Task statement — Copy the entries verbatim, starting with the line that contains "Can you find the tree trunk" and going on through the line that contains "pixel 1034 578", including both of those lines.

Begin

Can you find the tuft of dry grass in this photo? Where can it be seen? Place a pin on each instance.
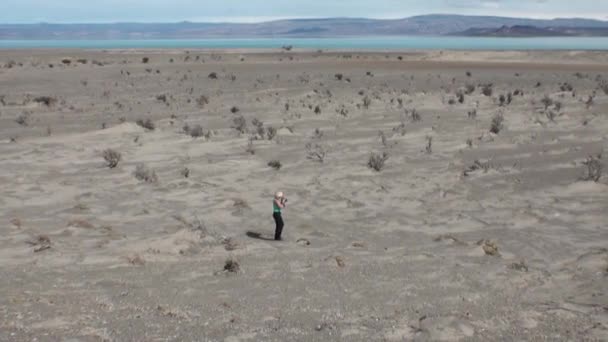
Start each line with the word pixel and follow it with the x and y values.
pixel 275 164
pixel 145 174
pixel 594 168
pixel 147 124
pixel 136 260
pixel 377 161
pixel 497 123
pixel 316 152
pixel 232 265
pixel 112 157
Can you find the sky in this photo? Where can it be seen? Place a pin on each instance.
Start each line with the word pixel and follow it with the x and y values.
pixel 103 11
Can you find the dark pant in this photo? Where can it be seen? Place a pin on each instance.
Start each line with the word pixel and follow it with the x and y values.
pixel 278 220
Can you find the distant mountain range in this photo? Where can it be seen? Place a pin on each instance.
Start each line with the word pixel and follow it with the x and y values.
pixel 330 27
pixel 533 31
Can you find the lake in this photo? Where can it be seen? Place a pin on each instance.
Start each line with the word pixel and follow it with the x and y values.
pixel 347 43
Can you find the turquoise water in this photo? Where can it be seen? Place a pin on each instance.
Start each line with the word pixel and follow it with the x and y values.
pixel 359 43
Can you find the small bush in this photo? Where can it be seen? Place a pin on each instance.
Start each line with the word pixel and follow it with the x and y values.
pixel 469 89
pixel 594 168
pixel 546 101
pixel 202 101
pixel 429 145
pixel 316 152
pixel 460 96
pixel 250 148
pixel 22 120
pixel 112 157
pixel 376 161
pixel 415 115
pixel 275 164
pixel 185 172
pixel 604 87
pixel 317 133
pixel 487 89
pixel 232 265
pixel 271 132
pixel 147 124
pixel 497 124
pixel 196 131
pixel 367 101
pixel 145 174
pixel 240 124
pixel 46 100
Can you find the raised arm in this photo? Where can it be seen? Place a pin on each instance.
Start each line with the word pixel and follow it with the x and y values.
pixel 279 203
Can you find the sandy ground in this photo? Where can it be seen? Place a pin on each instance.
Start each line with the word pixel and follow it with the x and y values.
pixel 477 237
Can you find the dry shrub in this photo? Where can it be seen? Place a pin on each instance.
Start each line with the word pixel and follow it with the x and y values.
pixel 240 124
pixel 340 261
pixel 604 87
pixel 415 115
pixel 185 172
pixel 376 161
pixel 367 101
pixel 429 144
pixel 232 265
pixel 489 247
pixel 271 132
pixel 230 244
pixel 136 260
pixel 478 165
pixel 250 148
pixel 22 119
pixel 196 131
pixel 42 242
pixel 275 164
pixel 594 168
pixel 546 101
pixel 497 123
pixel 487 89
pixel 78 223
pixel 202 101
pixel 145 174
pixel 46 100
pixel 147 124
pixel 112 157
pixel 316 152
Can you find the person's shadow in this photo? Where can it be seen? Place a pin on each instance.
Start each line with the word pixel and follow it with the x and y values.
pixel 256 235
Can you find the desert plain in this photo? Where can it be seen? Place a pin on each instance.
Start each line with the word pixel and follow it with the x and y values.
pixel 433 195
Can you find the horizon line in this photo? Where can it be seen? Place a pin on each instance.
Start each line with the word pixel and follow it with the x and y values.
pixel 277 19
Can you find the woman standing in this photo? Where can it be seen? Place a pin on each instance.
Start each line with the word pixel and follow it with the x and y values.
pixel 278 204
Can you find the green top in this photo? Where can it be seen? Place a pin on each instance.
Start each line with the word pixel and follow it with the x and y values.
pixel 275 207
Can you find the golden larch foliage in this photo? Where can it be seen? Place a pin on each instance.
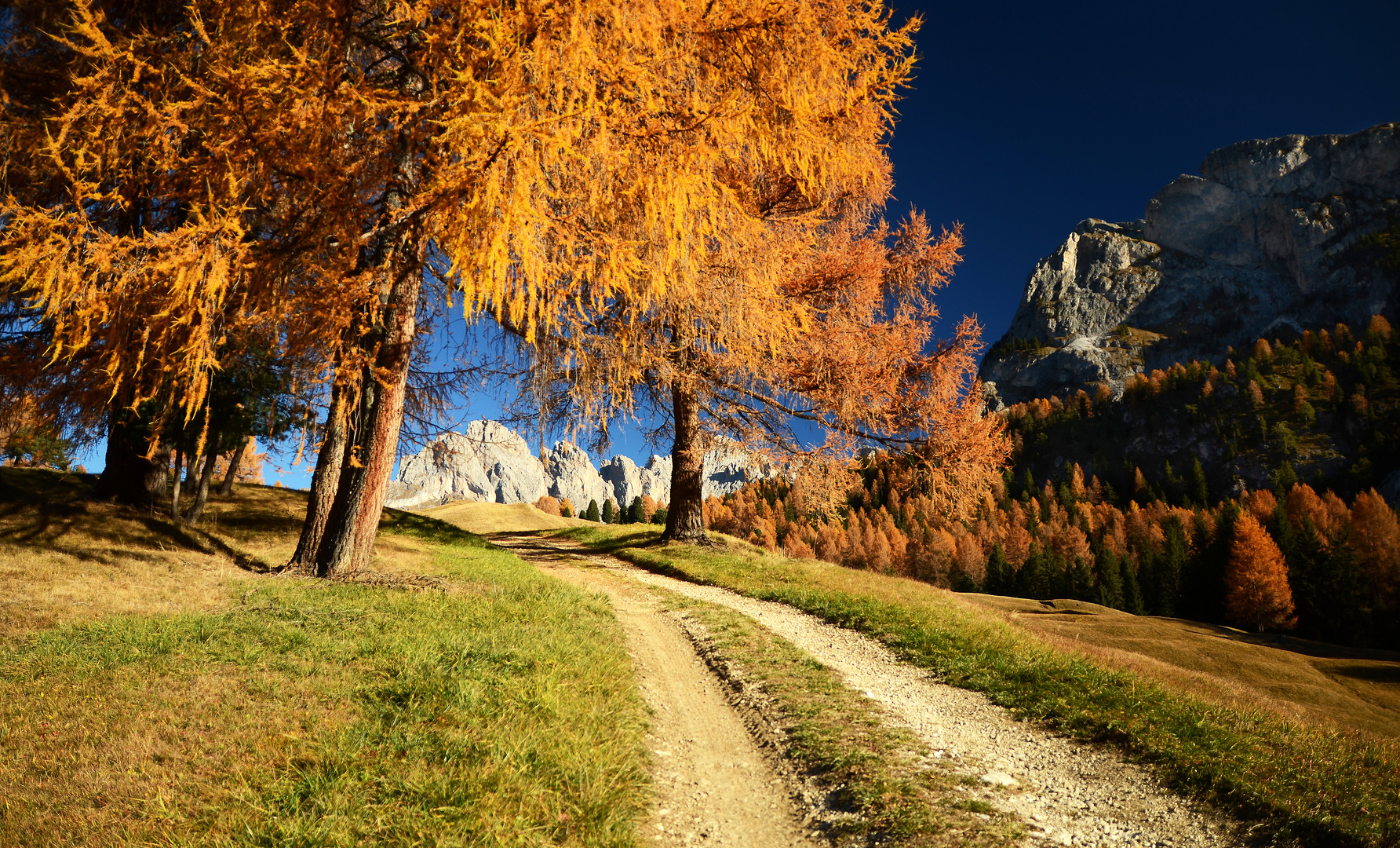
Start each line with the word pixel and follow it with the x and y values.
pixel 1256 579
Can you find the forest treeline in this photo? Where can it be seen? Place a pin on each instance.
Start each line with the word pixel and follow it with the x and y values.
pixel 1164 541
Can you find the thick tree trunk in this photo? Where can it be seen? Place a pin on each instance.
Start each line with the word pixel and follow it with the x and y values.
pixel 325 482
pixel 205 476
pixel 129 477
pixel 364 476
pixel 180 464
pixel 685 516
pixel 226 488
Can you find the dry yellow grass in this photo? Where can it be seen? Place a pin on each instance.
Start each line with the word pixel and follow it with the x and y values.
pixel 153 693
pixel 482 517
pixel 67 558
pixel 1305 682
pixel 1308 682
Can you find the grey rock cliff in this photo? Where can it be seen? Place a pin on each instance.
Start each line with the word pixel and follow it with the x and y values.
pixel 1269 239
pixel 492 462
pixel 486 462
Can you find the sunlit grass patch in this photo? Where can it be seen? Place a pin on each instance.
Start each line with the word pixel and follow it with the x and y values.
pixel 304 712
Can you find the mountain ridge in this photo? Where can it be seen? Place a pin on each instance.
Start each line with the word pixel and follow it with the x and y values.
pixel 1271 237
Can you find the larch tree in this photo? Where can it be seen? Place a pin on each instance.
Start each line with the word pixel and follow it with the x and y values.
pixel 1256 579
pixel 801 309
pixel 290 164
pixel 1375 535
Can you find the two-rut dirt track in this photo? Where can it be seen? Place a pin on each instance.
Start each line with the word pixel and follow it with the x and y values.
pixel 714 785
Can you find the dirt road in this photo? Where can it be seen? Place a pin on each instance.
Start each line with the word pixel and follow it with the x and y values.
pixel 1066 792
pixel 713 784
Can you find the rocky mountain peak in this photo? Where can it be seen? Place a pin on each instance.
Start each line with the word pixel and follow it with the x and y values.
pixel 1270 237
pixel 492 462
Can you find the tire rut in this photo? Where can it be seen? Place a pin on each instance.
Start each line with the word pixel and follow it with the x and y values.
pixel 1066 792
pixel 713 784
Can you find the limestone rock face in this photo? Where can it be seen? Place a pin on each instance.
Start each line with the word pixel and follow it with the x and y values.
pixel 492 462
pixel 1270 237
pixel 573 476
pixel 486 462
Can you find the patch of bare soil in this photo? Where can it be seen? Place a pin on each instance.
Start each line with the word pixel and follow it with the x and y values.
pixel 713 782
pixel 1066 792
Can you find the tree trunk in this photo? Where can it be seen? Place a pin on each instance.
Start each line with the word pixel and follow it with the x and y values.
pixel 206 473
pixel 180 462
pixel 364 476
pixel 129 477
pixel 226 488
pixel 685 516
pixel 325 482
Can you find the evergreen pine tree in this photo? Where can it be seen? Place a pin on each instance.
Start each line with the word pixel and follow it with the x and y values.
pixel 1108 578
pixel 1000 575
pixel 1198 491
pixel 1173 558
pixel 1034 578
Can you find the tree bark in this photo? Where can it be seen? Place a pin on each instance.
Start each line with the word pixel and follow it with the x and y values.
pixel 129 477
pixel 180 462
pixel 685 516
pixel 325 482
pixel 364 476
pixel 206 473
pixel 226 488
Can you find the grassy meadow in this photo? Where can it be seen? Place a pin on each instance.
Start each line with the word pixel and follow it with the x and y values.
pixel 1263 753
pixel 151 693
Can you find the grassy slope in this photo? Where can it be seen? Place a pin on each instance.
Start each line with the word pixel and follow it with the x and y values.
pixel 1348 689
pixel 188 703
pixel 1300 781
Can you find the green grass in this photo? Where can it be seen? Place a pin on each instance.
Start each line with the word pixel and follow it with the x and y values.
pixel 310 714
pixel 1294 784
pixel 878 777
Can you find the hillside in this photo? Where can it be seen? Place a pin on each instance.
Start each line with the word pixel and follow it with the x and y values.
pixel 153 691
pixel 1276 756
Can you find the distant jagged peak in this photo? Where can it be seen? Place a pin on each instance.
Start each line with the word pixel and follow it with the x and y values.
pixel 1270 235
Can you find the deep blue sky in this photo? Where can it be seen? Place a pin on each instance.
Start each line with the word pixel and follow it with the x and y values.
pixel 1030 117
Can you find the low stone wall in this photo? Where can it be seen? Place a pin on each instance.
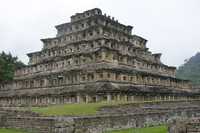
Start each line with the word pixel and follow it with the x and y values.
pixel 191 125
pixel 92 124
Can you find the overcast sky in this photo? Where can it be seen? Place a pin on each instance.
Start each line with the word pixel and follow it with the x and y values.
pixel 172 27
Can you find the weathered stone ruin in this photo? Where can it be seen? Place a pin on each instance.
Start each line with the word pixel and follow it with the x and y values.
pixel 91 59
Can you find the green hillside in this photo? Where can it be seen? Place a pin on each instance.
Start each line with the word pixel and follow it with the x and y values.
pixel 190 70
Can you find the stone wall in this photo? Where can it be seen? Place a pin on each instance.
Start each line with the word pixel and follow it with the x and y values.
pixel 92 124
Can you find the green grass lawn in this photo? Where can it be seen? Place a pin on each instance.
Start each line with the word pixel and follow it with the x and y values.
pixel 157 129
pixel 2 130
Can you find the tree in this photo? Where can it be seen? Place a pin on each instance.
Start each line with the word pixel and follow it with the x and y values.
pixel 8 65
pixel 190 70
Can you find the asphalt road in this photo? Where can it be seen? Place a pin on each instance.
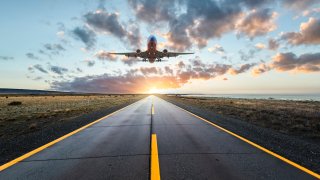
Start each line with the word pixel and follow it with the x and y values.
pixel 118 147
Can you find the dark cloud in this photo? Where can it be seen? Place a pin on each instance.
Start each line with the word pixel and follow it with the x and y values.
pixel 6 58
pixel 273 44
pixel 195 22
pixel 87 36
pixel 257 23
pixel 309 33
pixel 104 22
pixel 142 79
pixel 32 56
pixel 58 69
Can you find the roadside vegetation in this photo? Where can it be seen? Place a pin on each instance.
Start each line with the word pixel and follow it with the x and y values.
pixel 22 114
pixel 300 118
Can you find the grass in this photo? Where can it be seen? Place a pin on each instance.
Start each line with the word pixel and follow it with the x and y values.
pixel 23 114
pixel 291 117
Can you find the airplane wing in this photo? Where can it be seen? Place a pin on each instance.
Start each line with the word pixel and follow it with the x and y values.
pixel 170 54
pixel 132 54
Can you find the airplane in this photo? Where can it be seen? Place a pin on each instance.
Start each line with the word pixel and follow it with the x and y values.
pixel 151 54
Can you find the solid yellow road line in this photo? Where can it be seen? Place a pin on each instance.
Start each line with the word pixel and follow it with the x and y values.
pixel 4 166
pixel 155 169
pixel 256 145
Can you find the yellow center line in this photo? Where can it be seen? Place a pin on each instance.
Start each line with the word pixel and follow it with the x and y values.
pixel 21 158
pixel 155 168
pixel 256 145
pixel 152 109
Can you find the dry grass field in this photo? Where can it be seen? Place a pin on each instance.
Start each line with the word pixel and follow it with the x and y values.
pixel 290 117
pixel 23 114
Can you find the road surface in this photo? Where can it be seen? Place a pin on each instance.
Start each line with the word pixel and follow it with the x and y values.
pixel 119 147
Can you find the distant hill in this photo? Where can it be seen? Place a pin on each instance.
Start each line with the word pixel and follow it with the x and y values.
pixel 30 91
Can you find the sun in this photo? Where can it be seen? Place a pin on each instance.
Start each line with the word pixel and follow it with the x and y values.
pixel 153 90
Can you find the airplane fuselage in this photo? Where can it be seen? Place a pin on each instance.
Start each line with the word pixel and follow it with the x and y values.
pixel 151 54
pixel 152 49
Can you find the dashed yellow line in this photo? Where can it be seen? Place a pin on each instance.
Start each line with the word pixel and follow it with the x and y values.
pixel 11 163
pixel 155 168
pixel 256 145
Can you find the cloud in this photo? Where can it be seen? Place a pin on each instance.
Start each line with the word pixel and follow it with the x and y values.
pixel 153 11
pixel 6 58
pixel 87 36
pixel 104 22
pixel 262 68
pixel 129 60
pixel 257 23
pixel 243 68
pixel 217 49
pixel 298 4
pixel 273 44
pixel 308 62
pixel 289 61
pixel 148 70
pixel 37 67
pixel 139 80
pixel 310 12
pixel 309 33
pixel 260 46
pixel 89 62
pixel 32 56
pixel 103 55
pixel 79 70
pixel 195 22
pixel 247 56
pixel 58 69
pixel 54 48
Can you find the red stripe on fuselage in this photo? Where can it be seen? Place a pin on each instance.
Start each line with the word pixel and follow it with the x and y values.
pixel 152 49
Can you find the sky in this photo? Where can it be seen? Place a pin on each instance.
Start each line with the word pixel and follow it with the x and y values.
pixel 240 46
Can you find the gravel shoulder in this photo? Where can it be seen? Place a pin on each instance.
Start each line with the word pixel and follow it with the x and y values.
pixel 299 145
pixel 39 120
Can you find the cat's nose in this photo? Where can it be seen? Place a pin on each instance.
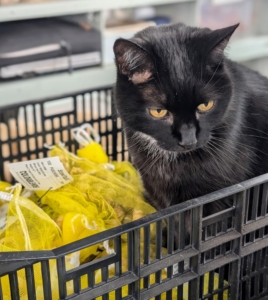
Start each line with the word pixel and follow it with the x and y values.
pixel 188 137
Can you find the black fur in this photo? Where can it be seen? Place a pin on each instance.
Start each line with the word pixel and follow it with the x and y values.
pixel 187 67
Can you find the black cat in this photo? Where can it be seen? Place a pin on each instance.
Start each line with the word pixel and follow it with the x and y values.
pixel 195 121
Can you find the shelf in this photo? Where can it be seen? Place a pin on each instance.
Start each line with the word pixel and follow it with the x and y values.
pixel 70 7
pixel 57 84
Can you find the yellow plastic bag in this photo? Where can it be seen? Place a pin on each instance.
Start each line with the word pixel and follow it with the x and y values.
pixel 28 227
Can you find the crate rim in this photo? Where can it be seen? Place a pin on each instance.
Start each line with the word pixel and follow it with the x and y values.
pixel 5 257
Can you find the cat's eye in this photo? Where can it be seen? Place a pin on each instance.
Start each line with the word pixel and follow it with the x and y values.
pixel 158 113
pixel 205 106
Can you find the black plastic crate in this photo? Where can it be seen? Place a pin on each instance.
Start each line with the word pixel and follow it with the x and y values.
pixel 231 245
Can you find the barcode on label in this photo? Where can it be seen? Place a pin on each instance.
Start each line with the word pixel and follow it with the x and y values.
pixel 40 174
pixel 29 179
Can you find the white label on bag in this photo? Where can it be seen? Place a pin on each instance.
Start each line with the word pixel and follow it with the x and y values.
pixel 40 174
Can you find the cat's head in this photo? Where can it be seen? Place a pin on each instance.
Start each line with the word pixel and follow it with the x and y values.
pixel 172 85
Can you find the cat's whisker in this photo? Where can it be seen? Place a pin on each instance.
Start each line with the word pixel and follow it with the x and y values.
pixel 216 159
pixel 233 157
pixel 244 145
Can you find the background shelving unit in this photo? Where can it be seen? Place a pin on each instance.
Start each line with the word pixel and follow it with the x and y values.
pixel 251 50
pixel 61 83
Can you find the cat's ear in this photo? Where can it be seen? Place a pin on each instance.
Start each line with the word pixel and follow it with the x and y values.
pixel 133 61
pixel 218 40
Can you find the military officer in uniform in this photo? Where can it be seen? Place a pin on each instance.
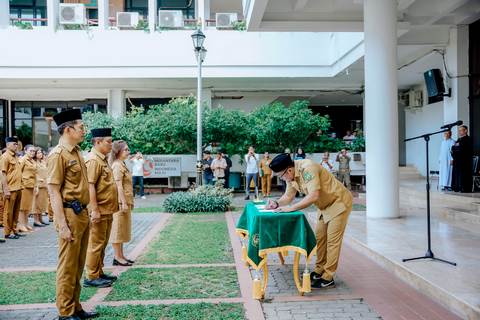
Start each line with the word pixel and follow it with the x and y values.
pixel 344 168
pixel 68 190
pixel 12 188
pixel 333 201
pixel 103 204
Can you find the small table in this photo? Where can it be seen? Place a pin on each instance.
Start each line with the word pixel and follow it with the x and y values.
pixel 272 232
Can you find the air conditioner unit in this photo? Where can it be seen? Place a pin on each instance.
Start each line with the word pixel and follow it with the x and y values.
pixel 415 99
pixel 170 18
pixel 127 19
pixel 225 20
pixel 72 13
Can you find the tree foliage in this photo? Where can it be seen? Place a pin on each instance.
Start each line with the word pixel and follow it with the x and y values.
pixel 171 128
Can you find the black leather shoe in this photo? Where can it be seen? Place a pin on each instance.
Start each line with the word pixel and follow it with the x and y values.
pixel 86 315
pixel 99 283
pixel 74 317
pixel 118 263
pixel 108 277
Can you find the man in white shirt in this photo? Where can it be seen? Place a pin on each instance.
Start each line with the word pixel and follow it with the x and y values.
pixel 219 164
pixel 137 173
pixel 251 159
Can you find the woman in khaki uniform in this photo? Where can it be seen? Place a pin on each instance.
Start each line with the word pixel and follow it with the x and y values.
pixel 40 202
pixel 122 220
pixel 28 167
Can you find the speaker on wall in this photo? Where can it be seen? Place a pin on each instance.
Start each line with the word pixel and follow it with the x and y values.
pixel 434 82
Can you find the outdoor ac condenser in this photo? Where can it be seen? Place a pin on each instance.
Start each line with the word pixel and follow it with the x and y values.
pixel 225 20
pixel 415 98
pixel 170 18
pixel 127 19
pixel 72 13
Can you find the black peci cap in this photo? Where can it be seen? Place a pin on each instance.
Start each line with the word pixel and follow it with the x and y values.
pixel 101 132
pixel 281 162
pixel 69 115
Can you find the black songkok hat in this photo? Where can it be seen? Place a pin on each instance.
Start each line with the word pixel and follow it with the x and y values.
pixel 69 115
pixel 10 139
pixel 281 162
pixel 101 132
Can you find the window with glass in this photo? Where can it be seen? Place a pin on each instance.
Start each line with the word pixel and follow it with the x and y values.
pixel 29 9
pixel 141 6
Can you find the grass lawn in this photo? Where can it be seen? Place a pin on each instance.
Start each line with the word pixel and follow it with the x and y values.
pixel 147 209
pixel 171 283
pixel 32 287
pixel 191 238
pixel 198 311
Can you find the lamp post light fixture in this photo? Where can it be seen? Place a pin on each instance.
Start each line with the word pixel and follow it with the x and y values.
pixel 200 53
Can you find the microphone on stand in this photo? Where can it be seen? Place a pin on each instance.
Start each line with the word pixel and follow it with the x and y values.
pixel 453 124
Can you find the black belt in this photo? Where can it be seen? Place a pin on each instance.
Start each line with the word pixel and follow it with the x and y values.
pixel 69 205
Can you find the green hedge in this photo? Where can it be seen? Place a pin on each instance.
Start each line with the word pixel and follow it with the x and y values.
pixel 171 128
pixel 203 199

End

The solution —
Can you find the tree trunk in this photo? Where can it be seen? Place a pin on each instance.
Start each line with the word pixel and follow it with the x and y values.
pixel 206 473
pixel 180 462
pixel 364 476
pixel 129 477
pixel 226 488
pixel 685 516
pixel 325 482
Can you find the evergreen pine tree in this photo? Where can it be seen? Place a pin on each instance.
Start each line with the word pixel and follow it with the x and y values.
pixel 1108 578
pixel 1000 575
pixel 1198 491
pixel 1173 558
pixel 1034 578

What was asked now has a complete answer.